START Data provided
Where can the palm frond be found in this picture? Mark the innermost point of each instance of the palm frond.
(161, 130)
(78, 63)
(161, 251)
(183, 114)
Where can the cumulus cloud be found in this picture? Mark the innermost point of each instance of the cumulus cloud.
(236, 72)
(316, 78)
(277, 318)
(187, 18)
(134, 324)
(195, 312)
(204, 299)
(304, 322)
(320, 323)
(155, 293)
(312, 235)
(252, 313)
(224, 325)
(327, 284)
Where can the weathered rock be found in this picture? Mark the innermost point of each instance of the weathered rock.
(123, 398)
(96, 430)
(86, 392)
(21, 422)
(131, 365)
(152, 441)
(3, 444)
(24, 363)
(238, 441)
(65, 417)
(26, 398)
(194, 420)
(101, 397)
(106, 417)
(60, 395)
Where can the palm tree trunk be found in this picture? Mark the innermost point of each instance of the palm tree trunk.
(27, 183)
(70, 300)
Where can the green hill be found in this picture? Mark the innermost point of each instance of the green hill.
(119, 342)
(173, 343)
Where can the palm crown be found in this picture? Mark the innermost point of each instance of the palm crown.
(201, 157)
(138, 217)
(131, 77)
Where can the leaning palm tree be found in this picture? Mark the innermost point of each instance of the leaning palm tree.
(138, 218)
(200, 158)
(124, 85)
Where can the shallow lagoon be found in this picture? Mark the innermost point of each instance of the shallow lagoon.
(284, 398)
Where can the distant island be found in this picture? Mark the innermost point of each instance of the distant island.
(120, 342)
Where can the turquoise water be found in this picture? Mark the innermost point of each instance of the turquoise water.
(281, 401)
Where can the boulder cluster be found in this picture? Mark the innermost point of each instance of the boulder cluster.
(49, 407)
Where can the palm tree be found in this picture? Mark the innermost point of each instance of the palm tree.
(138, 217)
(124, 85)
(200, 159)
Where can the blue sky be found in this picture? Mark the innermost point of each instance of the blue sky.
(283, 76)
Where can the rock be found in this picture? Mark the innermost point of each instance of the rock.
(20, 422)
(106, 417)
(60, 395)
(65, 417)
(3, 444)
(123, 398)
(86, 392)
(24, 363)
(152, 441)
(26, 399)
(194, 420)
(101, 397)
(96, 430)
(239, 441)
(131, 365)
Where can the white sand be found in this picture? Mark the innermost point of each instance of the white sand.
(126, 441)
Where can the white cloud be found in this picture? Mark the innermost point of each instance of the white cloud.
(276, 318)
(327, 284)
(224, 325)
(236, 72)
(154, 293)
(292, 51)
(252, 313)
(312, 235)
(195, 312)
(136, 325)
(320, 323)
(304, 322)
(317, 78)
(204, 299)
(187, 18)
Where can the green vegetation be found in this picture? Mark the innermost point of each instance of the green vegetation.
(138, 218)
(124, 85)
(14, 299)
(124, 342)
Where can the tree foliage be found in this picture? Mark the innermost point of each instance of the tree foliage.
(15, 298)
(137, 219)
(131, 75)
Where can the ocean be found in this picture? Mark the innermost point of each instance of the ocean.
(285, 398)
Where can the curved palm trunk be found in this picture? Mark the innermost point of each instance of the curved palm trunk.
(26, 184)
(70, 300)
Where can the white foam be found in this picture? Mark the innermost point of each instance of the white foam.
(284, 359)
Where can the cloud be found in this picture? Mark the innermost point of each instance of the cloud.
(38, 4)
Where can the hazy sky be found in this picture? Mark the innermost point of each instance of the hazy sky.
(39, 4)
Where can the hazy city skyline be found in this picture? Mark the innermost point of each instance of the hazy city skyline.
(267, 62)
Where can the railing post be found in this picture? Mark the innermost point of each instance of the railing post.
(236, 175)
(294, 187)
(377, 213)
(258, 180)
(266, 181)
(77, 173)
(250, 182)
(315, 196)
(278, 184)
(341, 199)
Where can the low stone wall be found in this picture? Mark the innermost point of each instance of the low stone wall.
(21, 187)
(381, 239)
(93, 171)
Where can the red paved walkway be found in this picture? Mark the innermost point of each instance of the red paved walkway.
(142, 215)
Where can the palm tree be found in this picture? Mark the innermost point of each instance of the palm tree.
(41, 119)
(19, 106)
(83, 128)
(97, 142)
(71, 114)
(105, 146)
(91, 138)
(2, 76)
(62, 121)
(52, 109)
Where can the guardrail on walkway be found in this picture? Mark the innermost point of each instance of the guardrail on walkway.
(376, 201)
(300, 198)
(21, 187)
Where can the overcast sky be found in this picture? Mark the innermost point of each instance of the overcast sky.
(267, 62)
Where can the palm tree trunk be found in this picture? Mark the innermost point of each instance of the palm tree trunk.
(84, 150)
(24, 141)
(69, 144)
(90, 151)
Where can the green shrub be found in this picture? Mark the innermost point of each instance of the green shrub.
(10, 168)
END Data provided
■ About this exercise
Nothing in the records may be left out; copy them all exactly.

■ Written response
Where can the palm frond be found in this picture? Mark the innermost point of each instance of the palm frond.
(161, 130)
(78, 63)
(161, 251)
(183, 114)
Where can the cumulus cloud be found in this picture? Mark the innermost point of each instance of the cumulus cloud.
(236, 72)
(316, 78)
(277, 318)
(187, 18)
(134, 324)
(195, 312)
(204, 299)
(304, 322)
(320, 323)
(155, 293)
(312, 235)
(252, 313)
(224, 325)
(327, 284)
Where can the weathered rock be found in this picture? Mark the innermost point of each instance of the weathered rock.
(123, 398)
(96, 430)
(86, 392)
(21, 422)
(131, 365)
(152, 441)
(3, 444)
(24, 363)
(238, 441)
(65, 417)
(26, 398)
(194, 420)
(101, 397)
(106, 417)
(60, 395)
Where can the palm tree trunk be found in this picture? Mark the innermost point of each instance of the palm tree trunk.
(27, 183)
(70, 300)
Where can the green hill be found in this picture? Mark the innermost point of each instance of the green hill.
(119, 342)
(173, 343)
Where can the palm crown be found in this picture? Mark the innermost point of each instance of the palm crown.
(201, 157)
(138, 217)
(131, 77)
Where can the leaning palm tree be found in this picture? Mark the innermost point of each instance of the leaning palm tree.
(138, 218)
(200, 158)
(124, 85)
Where can the shallow lagoon be found in this picture? Mark the innermost point of each instance of the shallow lagoon.
(284, 398)
Where can the distant island be found in this picture? Mark the innermost point of each instance of the distant island.
(120, 342)
Where can the turquoise water be found in this picture? Mark the innermost point of each instance of the turquoise water.
(281, 401)
Where can the boulder cluster be found in this picture? Mark the innermost point of each instance of the boulder cluster.
(49, 407)
Where can the palm tree be found in this picture? Mark the innermost point of each instance of the palm tree.
(138, 217)
(124, 85)
(200, 159)
Where can the blue sky be found in this picture? Mark the innermost point of each instance of the blue sky.
(283, 76)
Where can the rock be found in this picture? Mark the innermost point of each instance of the rock.
(20, 422)
(106, 417)
(60, 395)
(65, 417)
(3, 444)
(123, 398)
(86, 392)
(24, 363)
(152, 441)
(26, 399)
(194, 420)
(101, 397)
(96, 430)
(239, 441)
(131, 365)
Where can the white sand be found in this picture? Mark the innermost point of each instance of the white sand.
(126, 441)
Where can the white cloud be found in this picture? Mark the innermost point of each instance of the white cloud.
(276, 318)
(327, 284)
(224, 325)
(236, 72)
(154, 293)
(292, 51)
(252, 313)
(312, 235)
(195, 312)
(136, 325)
(320, 323)
(304, 322)
(317, 78)
(204, 299)
(187, 18)
Where can the green vegetation be found in this picture? Mark the innermost point of each instance of the green vegetation.
(138, 218)
(124, 85)
(14, 299)
(124, 342)
Where can the tree foliage be found in this picture? Mark the innermost point of each instance of the tree foliage.
(15, 298)
(137, 219)
(131, 75)
Where can the ocean be found in this picture? Mark the innermost point of each instance of the ocean.
(285, 398)
Where can the curved palm trunk be found in this picture? Mark the innermost point of each instance of the curved palm trunk.
(26, 184)
(70, 300)
Where can the white foam be found in this picture? Mark the innermost point of each instance of the white foam.
(284, 359)
Where can the cloud be found in this picture? Mark the innermost point of each instance of the cloud.
(38, 4)
Where can the hazy sky be found in this picture? Mark the innermost point of each instance of the hazy sky.
(39, 4)
Where can the hazy city skyline be found in this picture? Mark the innermost point of each instance of the hazy city skyline.
(267, 62)
Where can the railing post be found in this picture? Mark the innermost point of each instance of the railing post.
(236, 175)
(294, 187)
(377, 213)
(258, 180)
(266, 181)
(77, 173)
(250, 182)
(315, 196)
(278, 184)
(341, 199)
Where can the low stone wall be found in this picture? Mark the innermost point of each instance of the low stone wall.
(21, 187)
(381, 239)
(93, 171)
Where can the red paved walkway be found in this picture? Mark the innermost point of each instance of the red paved walkway.
(142, 215)
Where can the palm tree be found in this picture? Mark the innermost point of each instance of the palm tree.
(41, 119)
(19, 106)
(83, 128)
(97, 142)
(71, 114)
(105, 146)
(91, 138)
(2, 76)
(62, 121)
(52, 109)
Where can the guardrail on walkway be found in this picture? Mark the innermost point of each instance of the guardrail on walkway.
(376, 201)
(300, 198)
(21, 187)
Where can the overcast sky be found in this picture? Mark the innermost point of each instance of the overcast sky.
(267, 62)
Where can the palm tree trunk be found in this picture? Mark the innermost point of each instance of the palm tree trunk.
(84, 150)
(24, 141)
(69, 144)
(90, 151)
Where can the green shrub be found in this picture? Mark the innermost point of each instance of the green shrub.
(10, 168)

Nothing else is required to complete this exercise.